EXTRACTED INFORMATION ::
•••
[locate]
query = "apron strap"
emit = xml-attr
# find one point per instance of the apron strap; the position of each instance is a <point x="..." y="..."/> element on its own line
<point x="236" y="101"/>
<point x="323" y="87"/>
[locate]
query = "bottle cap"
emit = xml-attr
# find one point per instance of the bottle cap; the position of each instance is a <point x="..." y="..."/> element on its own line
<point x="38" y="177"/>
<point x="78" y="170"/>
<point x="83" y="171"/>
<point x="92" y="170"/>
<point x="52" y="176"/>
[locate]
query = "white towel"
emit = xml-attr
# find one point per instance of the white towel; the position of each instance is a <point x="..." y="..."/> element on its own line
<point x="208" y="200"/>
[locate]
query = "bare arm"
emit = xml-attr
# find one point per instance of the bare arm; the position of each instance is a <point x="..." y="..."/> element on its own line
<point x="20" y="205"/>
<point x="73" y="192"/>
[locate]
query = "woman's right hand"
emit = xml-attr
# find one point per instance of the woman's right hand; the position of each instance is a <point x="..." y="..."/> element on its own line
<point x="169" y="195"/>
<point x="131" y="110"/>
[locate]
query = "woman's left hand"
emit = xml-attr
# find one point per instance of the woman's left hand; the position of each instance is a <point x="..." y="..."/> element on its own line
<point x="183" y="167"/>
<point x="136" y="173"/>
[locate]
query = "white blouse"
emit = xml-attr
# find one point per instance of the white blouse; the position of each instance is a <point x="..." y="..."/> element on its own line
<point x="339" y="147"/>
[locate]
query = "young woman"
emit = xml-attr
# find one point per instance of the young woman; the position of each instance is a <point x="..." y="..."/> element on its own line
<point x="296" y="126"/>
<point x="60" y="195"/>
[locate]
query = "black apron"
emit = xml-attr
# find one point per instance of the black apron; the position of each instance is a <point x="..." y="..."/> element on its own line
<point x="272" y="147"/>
•••
STATED PROBLEM :: Print again each line of the listing above, exactly as it appears.

RESPONSE ::
[locate]
query = "apron strap"
emit = xml-attr
# find one point per instance of the apron strap; the position of each instance is a <point x="..." y="..."/> element on its own line
<point x="236" y="101"/>
<point x="323" y="87"/>
[locate]
query = "bottle cap"
emit = xml-attr
# find one point per instance of the bottle cap; the position of each instance is a <point x="..." y="..."/> element on its own line
<point x="38" y="177"/>
<point x="78" y="170"/>
<point x="83" y="171"/>
<point x="92" y="170"/>
<point x="52" y="176"/>
[locate]
query = "white towel"
emit = xml-attr
# find one point per instance of the white towel; the position of each instance is a <point x="..." y="..."/> element on its own line
<point x="208" y="200"/>
[locate]
query = "bare arm"
emit = xml-attr
# find one point per instance of the bare arm; the position of each instance is a <point x="..." y="..."/> element on its own line
<point x="20" y="205"/>
<point x="73" y="192"/>
[locate]
query = "woman's right hand"
emit = xml-attr
# find one point per instance of the woman's right hand; the position of each instance is a <point x="..." y="..."/> element on its own line
<point x="169" y="195"/>
<point x="131" y="110"/>
[locate]
query = "woman's left hand"
emit = xml-attr
# find one point per instance of the woman's left hand; the position of each instance is a <point x="..." y="..."/> element on its own line
<point x="183" y="167"/>
<point x="136" y="173"/>
[locate]
query = "white blouse"
emit = xml-attr
# find one point per instance of the white blouse; the position of each instance is a <point x="..." y="..."/> element on its own line
<point x="339" y="147"/>
[locate]
query = "young woman"
emit = xml-attr
# find one point per instance of the young woman; the position of each instance is a <point x="..." y="..."/> element on its own line
<point x="296" y="126"/>
<point x="60" y="195"/>
[locate]
query = "black apron"
emit = xml-attr
# find one point per instance of the black apron; the position of each instance is a <point x="..." y="..."/> element on its own line
<point x="272" y="147"/>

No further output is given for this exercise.